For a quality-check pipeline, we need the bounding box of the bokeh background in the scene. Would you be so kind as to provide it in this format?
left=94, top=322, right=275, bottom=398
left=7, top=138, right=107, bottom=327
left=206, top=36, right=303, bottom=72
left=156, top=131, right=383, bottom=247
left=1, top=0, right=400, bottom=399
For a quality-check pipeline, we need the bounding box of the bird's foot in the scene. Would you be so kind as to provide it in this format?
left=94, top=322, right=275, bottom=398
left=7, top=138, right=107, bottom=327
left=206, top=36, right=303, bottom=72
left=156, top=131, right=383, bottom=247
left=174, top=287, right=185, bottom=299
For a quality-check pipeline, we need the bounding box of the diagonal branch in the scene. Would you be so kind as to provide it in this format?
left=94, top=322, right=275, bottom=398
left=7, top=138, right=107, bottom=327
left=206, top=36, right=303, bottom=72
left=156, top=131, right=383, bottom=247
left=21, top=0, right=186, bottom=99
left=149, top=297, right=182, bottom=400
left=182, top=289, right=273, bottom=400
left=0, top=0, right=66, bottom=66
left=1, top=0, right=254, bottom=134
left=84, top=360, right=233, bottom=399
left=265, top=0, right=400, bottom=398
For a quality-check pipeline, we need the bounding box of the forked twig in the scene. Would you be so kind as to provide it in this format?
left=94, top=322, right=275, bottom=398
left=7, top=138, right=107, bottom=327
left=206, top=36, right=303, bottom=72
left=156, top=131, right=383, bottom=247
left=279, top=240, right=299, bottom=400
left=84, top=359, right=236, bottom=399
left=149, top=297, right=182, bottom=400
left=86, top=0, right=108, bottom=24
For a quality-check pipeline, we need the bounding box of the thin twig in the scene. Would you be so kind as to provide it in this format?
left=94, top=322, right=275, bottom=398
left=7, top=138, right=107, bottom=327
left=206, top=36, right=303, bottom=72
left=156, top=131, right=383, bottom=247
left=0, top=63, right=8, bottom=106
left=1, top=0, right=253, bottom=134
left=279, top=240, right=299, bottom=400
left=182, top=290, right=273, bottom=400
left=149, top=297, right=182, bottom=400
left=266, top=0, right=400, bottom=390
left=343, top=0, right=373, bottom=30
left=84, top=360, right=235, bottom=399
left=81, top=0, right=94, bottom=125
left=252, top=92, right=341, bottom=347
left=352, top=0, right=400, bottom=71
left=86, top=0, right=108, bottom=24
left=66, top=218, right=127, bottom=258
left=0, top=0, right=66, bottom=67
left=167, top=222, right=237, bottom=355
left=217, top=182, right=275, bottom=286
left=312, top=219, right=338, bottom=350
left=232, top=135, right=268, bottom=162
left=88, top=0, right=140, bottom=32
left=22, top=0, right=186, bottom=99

WHAT TO DO
Some lines of the material above contain the string "scene". Please state how many, giving the number alone.

TASK RESULT
5